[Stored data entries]
>> begin

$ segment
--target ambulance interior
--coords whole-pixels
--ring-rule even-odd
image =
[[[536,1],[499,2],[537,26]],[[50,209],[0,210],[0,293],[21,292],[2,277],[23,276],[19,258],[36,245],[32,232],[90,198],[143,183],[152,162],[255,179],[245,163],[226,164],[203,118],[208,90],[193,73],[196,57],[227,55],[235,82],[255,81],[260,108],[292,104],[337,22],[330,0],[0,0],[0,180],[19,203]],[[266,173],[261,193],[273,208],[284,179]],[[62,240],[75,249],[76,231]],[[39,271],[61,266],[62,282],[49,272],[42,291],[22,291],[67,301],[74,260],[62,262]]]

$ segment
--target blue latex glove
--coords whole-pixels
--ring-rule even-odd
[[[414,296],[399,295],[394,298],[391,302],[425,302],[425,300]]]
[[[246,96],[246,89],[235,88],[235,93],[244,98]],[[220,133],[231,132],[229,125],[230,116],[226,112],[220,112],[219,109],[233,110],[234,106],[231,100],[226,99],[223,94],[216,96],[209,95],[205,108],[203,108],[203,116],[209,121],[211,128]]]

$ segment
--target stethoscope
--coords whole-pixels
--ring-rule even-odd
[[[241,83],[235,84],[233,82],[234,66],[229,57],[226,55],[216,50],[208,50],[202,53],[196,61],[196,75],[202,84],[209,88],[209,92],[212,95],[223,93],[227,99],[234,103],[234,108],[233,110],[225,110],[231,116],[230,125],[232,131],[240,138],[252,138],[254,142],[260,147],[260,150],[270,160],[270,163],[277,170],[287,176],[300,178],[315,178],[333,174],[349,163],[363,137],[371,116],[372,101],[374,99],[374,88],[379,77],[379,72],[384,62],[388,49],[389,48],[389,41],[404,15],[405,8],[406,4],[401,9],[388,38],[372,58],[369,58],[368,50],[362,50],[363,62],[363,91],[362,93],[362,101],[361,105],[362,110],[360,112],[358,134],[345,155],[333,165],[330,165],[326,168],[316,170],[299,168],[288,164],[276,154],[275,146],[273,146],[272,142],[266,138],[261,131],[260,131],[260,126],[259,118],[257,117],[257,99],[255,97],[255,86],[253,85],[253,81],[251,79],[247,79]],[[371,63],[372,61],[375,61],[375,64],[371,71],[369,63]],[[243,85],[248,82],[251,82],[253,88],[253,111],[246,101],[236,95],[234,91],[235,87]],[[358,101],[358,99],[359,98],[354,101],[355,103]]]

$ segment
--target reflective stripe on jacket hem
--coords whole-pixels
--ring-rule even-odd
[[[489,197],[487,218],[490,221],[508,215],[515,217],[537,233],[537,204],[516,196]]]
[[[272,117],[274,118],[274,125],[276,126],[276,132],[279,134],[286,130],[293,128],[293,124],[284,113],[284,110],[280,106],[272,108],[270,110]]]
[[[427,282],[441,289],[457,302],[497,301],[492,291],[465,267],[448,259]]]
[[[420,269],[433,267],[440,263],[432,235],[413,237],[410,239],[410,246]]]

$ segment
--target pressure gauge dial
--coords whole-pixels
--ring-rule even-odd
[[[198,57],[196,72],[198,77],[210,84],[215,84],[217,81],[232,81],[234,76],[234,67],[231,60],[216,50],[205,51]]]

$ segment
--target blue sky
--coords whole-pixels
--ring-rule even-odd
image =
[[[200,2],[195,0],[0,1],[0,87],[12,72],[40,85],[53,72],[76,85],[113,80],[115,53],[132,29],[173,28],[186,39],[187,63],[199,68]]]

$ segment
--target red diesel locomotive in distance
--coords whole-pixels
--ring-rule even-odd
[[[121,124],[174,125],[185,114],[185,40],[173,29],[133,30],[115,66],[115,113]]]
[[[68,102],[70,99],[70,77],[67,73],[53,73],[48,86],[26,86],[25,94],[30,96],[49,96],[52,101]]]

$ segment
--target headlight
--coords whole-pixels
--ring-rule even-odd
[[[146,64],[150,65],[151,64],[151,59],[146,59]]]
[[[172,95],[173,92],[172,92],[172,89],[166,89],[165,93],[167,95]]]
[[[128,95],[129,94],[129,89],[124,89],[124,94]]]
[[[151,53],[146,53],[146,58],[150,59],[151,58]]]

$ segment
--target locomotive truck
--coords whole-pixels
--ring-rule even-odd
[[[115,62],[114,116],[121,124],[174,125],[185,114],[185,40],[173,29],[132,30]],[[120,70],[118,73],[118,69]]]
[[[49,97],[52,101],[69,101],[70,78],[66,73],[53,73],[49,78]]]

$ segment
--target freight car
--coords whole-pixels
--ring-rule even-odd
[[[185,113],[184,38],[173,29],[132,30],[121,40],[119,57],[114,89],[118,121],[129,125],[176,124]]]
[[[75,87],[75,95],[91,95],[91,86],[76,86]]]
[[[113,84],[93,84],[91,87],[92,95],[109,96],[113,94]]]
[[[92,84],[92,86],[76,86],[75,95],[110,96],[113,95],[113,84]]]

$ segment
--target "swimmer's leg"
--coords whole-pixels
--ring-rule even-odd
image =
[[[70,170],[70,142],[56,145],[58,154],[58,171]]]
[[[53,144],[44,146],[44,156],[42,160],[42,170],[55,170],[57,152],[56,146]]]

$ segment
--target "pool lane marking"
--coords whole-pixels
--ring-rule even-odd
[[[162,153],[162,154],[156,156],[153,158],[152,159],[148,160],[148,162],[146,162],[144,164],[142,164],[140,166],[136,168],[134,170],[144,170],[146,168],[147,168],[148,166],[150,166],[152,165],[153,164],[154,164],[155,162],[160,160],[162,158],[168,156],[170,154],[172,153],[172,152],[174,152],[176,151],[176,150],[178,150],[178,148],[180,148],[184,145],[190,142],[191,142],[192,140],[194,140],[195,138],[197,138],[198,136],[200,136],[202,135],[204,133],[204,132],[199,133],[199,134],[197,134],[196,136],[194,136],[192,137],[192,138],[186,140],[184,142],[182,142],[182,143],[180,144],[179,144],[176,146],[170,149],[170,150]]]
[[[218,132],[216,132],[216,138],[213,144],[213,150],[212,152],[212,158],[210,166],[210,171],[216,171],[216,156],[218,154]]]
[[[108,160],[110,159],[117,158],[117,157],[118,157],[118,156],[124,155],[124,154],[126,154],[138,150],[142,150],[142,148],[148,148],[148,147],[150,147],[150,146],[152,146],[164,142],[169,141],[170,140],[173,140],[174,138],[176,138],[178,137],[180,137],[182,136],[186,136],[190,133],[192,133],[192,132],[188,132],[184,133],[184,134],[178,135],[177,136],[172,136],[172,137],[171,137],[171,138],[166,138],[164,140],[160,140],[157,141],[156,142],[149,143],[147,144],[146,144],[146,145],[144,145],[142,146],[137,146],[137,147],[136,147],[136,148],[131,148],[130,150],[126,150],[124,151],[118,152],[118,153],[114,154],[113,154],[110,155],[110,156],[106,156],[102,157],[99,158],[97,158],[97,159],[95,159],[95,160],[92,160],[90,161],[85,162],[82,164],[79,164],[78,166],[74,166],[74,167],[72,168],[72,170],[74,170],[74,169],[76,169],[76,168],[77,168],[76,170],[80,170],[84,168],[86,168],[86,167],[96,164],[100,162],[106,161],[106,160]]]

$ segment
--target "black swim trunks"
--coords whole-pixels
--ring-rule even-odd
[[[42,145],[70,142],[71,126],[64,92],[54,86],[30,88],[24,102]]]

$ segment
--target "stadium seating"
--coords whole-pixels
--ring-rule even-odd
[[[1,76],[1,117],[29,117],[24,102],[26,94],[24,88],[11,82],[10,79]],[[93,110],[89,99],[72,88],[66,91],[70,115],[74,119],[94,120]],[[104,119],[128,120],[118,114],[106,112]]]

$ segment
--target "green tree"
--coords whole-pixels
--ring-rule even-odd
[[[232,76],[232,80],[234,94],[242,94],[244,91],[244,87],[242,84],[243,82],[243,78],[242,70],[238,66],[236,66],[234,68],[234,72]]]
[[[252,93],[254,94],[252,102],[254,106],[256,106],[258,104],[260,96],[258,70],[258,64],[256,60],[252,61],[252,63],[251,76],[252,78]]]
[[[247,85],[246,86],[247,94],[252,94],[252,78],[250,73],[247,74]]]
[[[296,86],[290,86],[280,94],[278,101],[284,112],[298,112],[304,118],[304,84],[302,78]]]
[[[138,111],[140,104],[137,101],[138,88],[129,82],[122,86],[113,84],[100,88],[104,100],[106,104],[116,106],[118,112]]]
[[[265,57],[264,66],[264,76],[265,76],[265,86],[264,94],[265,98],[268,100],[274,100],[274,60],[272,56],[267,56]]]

>> end

(GIVEN INSTRUCTION) Report every line in the items that contains the string "blue".

(REPLY)
--target blue latex glove
--target blue sky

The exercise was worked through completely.